TASK DIRECTIONS - Copy the lines verbatim, beginning with the line that contains "Find the yellow stripe" and continuing through the end of the data, and only those lines.

═══

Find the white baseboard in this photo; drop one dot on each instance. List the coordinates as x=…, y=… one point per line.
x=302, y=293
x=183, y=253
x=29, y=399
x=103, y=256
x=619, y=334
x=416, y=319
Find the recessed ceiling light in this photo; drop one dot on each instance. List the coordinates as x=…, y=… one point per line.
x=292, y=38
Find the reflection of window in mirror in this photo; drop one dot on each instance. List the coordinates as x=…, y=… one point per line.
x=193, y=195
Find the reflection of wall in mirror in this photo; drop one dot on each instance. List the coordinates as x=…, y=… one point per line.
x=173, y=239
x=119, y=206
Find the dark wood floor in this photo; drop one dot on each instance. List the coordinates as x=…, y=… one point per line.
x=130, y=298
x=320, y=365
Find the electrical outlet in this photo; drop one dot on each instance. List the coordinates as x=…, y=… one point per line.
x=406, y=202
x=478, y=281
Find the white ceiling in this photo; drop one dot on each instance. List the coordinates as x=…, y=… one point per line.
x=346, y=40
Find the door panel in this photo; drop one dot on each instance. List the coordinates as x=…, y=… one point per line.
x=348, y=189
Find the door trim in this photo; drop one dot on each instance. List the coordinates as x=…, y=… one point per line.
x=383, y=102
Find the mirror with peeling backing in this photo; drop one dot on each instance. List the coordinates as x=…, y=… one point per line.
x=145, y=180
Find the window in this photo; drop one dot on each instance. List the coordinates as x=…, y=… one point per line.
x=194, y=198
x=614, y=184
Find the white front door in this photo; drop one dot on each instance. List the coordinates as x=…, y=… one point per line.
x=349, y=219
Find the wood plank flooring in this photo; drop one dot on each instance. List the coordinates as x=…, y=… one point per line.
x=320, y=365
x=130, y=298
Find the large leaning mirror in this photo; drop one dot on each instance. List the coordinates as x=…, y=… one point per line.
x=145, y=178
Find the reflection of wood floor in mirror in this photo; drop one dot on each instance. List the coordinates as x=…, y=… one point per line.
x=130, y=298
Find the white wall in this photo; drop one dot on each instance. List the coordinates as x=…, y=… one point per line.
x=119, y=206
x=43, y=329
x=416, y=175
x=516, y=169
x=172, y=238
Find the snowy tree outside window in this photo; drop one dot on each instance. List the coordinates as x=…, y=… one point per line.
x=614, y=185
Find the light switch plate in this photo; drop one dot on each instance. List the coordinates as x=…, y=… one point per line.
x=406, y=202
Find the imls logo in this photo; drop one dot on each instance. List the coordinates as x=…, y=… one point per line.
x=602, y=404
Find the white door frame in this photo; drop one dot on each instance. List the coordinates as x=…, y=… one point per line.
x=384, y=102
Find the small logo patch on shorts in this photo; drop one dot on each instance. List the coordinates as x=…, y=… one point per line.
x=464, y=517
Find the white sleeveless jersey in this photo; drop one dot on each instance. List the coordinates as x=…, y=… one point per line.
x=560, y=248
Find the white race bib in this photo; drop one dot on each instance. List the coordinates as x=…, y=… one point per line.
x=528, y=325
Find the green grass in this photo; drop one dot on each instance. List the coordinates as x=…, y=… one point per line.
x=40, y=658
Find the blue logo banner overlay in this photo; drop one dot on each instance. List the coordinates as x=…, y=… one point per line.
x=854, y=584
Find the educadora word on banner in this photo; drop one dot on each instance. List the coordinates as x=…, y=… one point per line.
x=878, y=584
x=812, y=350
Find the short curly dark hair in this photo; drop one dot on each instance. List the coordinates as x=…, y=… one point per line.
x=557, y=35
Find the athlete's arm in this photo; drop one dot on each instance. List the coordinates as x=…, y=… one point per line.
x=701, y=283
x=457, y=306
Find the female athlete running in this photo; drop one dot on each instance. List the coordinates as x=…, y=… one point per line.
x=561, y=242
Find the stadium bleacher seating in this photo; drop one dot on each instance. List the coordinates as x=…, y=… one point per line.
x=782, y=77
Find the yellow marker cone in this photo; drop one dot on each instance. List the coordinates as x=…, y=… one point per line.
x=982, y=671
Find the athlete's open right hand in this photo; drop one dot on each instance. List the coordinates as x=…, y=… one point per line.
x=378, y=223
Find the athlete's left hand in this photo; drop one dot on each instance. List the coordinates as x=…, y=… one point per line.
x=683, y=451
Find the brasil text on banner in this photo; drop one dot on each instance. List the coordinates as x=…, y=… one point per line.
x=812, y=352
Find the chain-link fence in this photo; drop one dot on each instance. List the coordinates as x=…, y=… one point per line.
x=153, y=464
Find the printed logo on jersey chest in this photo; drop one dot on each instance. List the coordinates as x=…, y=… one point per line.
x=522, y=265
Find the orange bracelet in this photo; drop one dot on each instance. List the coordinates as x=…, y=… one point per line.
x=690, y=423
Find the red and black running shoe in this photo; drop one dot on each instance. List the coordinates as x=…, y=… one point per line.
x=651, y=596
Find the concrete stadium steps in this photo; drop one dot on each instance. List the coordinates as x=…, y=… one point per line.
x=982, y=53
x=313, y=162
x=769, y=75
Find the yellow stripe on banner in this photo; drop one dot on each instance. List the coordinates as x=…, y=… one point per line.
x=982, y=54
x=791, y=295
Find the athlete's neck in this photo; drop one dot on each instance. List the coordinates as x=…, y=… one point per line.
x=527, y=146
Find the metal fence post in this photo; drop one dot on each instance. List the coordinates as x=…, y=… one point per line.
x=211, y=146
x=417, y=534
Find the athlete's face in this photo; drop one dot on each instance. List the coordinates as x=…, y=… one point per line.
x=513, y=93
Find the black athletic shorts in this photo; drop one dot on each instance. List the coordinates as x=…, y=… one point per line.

═══

SOLUTION FOR THIS PROBLEM -
Find the yellow stripe on banner in this photo; drop one dot on each instance. List the coordinates as x=…, y=… one point per line.
x=982, y=54
x=791, y=295
Find the athlete's neck in this photo; drop one dot on each instance. List the coordinates as x=…, y=… one point per line.
x=527, y=146
Find the metal fence post in this photo; drop one dot on each instance. List the coordinates as x=…, y=… one point per line.
x=211, y=146
x=417, y=534
Find the athlete's face in this photo; drop one dot on each instance. List the coordinates as x=…, y=… one point per line.
x=513, y=93
Find the black athletic shorts in this photo; drop one dot on each instance. List the coordinates as x=…, y=… one point per line.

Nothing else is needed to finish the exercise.